## What is asked
Copy all of the following data line for line, without changing a single character.
────────────────
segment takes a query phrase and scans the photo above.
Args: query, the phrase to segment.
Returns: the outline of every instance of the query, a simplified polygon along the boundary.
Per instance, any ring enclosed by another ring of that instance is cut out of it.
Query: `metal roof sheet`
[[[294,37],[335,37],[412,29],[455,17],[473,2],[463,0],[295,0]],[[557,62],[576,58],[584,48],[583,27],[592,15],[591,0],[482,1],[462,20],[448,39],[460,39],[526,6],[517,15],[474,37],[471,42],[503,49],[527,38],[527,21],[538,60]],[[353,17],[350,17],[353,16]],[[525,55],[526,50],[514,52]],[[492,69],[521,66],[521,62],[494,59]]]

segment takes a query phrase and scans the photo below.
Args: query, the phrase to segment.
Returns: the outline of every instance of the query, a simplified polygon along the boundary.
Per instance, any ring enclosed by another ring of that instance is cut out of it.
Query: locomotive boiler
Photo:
────────────────
## Solution below
segment takes a query phrase and scans the photo above.
Args: query, the phrase to segment.
Returns: the outline of every instance of the query, a simplified polygon along the boundary.
Per instance, any ring enclosed by another ring of that instance is cut out of it.
Query: `metal roof sheet`
[[[294,37],[335,37],[412,29],[455,17],[473,2],[463,0],[295,0]],[[557,62],[576,58],[584,48],[583,27],[592,15],[591,0],[482,1],[462,20],[448,39],[460,39],[526,6],[517,15],[474,37],[471,42],[503,49],[527,38],[527,21],[538,60]],[[353,17],[350,17],[353,16]],[[525,55],[526,50],[514,52]],[[492,69],[521,66],[521,62],[494,59]]]

segment takes a query phrase and scans the photo below.
Args: query, the phrase to segment.
Returns: the outline of every instance of the query, a simplified polygon along the boundary.
Per instance, any ring enclosed by another ring of that instance is cut out of it.
Query: locomotive boiler
Photo:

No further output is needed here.